- _GIVEN INFORMATION_:

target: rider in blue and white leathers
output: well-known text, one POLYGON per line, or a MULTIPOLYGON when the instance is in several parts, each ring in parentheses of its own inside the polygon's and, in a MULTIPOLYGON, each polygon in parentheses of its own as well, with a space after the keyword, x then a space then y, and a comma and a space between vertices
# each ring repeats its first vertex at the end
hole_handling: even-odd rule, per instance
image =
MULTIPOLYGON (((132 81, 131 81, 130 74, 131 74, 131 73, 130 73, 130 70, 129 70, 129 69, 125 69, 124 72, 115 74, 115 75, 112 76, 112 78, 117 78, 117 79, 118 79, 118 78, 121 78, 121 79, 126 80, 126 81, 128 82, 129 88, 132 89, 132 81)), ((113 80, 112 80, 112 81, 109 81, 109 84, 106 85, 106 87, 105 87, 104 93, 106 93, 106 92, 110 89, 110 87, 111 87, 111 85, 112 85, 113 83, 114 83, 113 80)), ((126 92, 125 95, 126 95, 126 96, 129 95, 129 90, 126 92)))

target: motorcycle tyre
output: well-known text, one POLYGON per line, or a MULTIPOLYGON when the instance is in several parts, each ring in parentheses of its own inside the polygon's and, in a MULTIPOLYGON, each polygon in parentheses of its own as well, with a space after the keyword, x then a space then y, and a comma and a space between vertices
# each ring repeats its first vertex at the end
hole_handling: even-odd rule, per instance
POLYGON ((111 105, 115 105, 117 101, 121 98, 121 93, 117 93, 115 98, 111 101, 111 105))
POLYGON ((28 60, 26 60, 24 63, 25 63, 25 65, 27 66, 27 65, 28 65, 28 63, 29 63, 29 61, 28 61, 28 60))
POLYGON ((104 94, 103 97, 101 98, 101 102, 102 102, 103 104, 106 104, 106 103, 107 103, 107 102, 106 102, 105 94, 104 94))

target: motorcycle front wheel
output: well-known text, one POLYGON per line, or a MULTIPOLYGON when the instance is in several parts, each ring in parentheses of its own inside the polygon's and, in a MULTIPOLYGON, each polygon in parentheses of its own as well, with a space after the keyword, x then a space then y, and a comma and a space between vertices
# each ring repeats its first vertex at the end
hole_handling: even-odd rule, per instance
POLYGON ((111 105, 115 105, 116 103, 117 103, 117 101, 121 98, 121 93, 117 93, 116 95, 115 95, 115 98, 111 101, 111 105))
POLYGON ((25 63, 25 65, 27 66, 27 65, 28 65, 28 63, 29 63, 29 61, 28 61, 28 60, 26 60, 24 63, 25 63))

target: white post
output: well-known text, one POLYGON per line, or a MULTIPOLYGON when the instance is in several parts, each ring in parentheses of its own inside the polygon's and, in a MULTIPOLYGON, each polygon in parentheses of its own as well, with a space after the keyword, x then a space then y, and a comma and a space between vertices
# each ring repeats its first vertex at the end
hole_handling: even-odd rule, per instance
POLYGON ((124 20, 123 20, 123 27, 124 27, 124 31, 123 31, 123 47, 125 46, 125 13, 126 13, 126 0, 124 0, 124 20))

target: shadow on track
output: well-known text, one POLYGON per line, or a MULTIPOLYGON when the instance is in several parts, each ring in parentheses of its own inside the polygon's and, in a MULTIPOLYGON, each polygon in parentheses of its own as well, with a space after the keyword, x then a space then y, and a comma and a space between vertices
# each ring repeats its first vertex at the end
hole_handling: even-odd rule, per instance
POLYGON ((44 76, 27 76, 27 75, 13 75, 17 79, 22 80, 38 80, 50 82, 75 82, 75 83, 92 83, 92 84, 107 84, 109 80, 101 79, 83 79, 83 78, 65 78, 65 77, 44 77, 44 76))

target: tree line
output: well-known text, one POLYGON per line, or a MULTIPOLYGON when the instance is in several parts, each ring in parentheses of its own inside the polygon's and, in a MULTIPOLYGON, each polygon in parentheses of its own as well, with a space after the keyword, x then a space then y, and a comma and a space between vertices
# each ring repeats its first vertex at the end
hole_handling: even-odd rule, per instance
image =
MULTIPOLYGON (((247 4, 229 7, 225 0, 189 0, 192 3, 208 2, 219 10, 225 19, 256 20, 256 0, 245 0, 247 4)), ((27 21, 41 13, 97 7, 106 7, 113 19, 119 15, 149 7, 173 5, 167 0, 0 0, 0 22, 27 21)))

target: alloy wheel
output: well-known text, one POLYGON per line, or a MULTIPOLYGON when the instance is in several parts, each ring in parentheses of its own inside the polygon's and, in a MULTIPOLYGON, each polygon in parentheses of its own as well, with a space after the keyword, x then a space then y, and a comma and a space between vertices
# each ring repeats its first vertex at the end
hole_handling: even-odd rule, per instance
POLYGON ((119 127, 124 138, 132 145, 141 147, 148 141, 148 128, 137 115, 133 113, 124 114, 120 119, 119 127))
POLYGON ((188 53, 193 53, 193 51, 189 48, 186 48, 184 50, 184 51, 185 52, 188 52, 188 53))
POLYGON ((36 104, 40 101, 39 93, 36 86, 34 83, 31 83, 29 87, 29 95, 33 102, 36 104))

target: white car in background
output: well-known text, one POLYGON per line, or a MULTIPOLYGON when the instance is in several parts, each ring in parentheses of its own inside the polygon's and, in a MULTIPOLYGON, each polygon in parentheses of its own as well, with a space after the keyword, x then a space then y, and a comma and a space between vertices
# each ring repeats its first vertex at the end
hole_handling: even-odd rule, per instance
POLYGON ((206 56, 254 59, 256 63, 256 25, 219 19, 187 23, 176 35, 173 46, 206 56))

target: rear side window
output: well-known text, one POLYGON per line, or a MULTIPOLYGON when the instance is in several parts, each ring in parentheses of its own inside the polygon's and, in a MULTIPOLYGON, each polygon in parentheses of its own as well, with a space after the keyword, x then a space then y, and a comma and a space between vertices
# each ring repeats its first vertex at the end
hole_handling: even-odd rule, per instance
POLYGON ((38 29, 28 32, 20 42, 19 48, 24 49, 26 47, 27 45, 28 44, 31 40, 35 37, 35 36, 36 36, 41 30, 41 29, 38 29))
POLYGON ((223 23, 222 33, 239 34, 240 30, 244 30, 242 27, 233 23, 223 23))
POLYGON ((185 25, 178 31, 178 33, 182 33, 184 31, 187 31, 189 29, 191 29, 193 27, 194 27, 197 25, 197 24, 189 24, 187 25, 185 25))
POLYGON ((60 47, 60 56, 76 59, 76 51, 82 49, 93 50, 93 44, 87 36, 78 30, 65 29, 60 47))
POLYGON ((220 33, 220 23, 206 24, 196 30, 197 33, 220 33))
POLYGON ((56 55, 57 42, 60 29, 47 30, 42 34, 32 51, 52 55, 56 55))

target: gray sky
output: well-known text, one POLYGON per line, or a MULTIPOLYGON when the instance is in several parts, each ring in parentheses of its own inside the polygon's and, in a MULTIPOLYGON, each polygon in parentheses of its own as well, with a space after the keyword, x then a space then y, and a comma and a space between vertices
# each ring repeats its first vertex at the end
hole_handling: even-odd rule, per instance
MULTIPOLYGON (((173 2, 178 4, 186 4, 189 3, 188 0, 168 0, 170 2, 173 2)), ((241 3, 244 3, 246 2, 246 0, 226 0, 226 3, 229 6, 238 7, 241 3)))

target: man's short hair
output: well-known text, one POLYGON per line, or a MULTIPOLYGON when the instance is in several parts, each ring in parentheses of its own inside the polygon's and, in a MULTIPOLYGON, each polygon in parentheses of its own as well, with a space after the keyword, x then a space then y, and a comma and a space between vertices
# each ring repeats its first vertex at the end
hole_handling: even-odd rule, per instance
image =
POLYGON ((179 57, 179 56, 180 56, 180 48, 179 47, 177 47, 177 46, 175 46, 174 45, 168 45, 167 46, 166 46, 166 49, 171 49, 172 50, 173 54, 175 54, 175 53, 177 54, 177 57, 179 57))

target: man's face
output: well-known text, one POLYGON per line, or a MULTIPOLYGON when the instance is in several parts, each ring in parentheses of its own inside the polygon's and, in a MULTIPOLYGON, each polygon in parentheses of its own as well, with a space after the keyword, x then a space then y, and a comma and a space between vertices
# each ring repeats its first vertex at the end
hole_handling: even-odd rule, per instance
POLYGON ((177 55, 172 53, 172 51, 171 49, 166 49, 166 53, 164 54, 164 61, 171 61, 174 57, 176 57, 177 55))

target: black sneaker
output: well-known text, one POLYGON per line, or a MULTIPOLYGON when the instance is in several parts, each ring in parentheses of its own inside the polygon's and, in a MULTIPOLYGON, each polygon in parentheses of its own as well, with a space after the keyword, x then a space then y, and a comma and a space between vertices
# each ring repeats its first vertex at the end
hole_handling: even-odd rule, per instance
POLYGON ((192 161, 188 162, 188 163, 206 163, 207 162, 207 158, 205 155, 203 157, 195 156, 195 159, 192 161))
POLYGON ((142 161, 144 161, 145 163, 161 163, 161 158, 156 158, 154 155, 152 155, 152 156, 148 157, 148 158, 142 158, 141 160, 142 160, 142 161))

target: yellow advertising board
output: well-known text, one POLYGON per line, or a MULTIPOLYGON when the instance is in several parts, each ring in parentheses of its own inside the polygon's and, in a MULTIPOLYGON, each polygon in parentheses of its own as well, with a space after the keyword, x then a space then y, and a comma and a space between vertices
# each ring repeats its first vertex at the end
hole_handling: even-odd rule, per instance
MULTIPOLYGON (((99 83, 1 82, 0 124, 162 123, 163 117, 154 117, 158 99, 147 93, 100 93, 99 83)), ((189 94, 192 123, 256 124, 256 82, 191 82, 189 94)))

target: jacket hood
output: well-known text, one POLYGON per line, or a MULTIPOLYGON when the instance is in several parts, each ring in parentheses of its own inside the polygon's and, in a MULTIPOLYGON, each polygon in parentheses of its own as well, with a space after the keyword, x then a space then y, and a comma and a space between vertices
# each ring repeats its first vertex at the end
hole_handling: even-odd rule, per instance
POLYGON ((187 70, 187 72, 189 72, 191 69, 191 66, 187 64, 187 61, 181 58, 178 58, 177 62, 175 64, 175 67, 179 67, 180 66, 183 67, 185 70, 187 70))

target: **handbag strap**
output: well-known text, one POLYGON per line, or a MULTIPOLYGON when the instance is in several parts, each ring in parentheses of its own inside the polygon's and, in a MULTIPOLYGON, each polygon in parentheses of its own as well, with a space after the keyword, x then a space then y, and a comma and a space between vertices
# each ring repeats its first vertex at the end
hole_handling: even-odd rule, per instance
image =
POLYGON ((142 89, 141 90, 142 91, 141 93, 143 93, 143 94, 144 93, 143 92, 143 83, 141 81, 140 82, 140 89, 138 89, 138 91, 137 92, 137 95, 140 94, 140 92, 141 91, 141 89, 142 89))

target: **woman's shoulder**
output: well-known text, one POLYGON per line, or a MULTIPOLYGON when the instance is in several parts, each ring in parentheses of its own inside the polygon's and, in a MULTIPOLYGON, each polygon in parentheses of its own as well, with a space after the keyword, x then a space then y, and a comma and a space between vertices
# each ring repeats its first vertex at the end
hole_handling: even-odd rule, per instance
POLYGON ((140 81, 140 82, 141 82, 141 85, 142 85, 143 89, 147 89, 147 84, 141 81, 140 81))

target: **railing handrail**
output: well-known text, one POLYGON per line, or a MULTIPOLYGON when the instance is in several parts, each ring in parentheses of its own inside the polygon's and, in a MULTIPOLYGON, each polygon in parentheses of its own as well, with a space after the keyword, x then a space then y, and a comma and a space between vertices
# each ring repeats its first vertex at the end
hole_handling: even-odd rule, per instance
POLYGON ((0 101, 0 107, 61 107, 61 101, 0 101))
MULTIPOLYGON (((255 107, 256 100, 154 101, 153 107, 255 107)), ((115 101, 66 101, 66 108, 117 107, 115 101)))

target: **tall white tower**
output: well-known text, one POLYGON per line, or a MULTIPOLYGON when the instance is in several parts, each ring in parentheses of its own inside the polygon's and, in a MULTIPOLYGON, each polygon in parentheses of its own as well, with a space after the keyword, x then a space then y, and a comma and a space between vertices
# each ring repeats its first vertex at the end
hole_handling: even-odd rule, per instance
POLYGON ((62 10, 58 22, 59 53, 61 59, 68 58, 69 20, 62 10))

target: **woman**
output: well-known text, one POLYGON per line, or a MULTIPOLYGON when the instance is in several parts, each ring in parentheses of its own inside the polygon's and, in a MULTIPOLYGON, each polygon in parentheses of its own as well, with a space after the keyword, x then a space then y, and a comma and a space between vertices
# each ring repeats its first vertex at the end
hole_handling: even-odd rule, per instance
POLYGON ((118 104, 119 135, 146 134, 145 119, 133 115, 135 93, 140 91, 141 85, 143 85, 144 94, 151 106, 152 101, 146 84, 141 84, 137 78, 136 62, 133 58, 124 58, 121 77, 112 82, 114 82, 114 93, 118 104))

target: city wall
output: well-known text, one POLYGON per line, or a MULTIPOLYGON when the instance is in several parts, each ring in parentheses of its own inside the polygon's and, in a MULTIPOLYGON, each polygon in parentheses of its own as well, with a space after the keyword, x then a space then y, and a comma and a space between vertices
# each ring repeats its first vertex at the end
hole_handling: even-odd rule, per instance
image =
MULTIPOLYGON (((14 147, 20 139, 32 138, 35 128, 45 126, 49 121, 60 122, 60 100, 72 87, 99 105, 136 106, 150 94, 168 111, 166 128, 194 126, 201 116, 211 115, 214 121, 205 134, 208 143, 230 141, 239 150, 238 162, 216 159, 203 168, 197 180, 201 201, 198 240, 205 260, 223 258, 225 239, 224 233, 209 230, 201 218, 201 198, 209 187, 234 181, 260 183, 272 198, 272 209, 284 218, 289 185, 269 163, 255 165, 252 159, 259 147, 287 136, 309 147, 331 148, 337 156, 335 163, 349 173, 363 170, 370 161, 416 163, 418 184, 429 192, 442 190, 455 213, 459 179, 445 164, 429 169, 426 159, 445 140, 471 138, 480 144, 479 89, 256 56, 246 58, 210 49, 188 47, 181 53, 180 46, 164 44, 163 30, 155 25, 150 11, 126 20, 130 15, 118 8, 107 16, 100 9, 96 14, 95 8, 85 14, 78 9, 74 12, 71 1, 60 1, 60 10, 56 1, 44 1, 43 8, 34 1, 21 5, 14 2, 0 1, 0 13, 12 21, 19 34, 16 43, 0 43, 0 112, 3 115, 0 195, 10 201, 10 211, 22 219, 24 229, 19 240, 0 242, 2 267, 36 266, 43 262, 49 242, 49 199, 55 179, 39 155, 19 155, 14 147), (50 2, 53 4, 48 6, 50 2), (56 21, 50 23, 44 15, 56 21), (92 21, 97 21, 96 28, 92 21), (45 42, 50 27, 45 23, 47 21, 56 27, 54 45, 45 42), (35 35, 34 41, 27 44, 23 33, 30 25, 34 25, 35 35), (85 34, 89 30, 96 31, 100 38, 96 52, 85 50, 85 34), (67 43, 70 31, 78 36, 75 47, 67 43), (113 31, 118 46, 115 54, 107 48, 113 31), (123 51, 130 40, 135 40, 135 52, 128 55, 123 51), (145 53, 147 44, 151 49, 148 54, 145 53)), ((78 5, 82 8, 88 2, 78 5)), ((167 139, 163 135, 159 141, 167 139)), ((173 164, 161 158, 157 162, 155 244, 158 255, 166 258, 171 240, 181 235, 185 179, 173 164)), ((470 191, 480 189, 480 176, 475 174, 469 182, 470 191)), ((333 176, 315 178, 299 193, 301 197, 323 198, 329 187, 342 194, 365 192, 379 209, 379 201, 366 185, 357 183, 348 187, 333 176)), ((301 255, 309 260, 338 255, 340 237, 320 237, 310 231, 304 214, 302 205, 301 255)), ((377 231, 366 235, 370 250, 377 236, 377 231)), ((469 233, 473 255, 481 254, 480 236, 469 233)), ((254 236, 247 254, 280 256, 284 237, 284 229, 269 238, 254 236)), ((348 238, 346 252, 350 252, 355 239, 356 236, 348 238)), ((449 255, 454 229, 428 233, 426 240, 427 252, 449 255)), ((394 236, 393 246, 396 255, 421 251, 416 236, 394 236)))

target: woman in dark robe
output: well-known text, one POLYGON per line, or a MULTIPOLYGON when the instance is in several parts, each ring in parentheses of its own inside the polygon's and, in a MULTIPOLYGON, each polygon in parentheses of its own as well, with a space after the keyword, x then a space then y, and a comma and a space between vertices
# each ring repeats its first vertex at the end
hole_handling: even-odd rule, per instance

- _OBJECTIVE_: Reproduce the entries from the line containing "target: gray sky" through the line containing "POLYGON ((179 57, 179", renaming "target" to "label" and keeping everything else the same.

- _EXERCISE ANSWER_:
label: gray sky
output: well-known text, one POLYGON per line, or a MULTIPOLYGON when the instance is in several parts, each ring in parentheses of its own inside the polygon's and, in a MULTIPOLYGON, each polygon in parentheses of its own as well, with a space after the keyword, x then a space then y, and a comma and a space between vertices
# each ring repeats its first vertex at the end
hole_handling: even-odd rule, per instance
MULTIPOLYGON (((173 2, 178 4, 186 4, 189 3, 188 0, 168 0, 170 2, 173 2)), ((241 3, 244 3, 246 2, 246 0, 226 0, 226 3, 229 6, 238 7, 241 3)))

label: man's short hair
output: well-known text, one POLYGON per line, or a MULTIPOLYGON when the instance is in several parts, each ring in parentheses of its own inside the polygon's and, in a MULTIPOLYGON, each polygon in parentheses of its own as well, with a space after the keyword, x then a space then y, and a comma and a space between vertices
# each ring repeats its first vertex at the end
hole_handling: even-odd rule, per instance
image =
POLYGON ((179 57, 179 56, 180 56, 180 48, 179 47, 177 47, 177 46, 175 46, 174 45, 168 45, 167 46, 166 46, 166 49, 171 49, 172 50, 173 54, 175 54, 175 53, 177 54, 177 57, 179 57))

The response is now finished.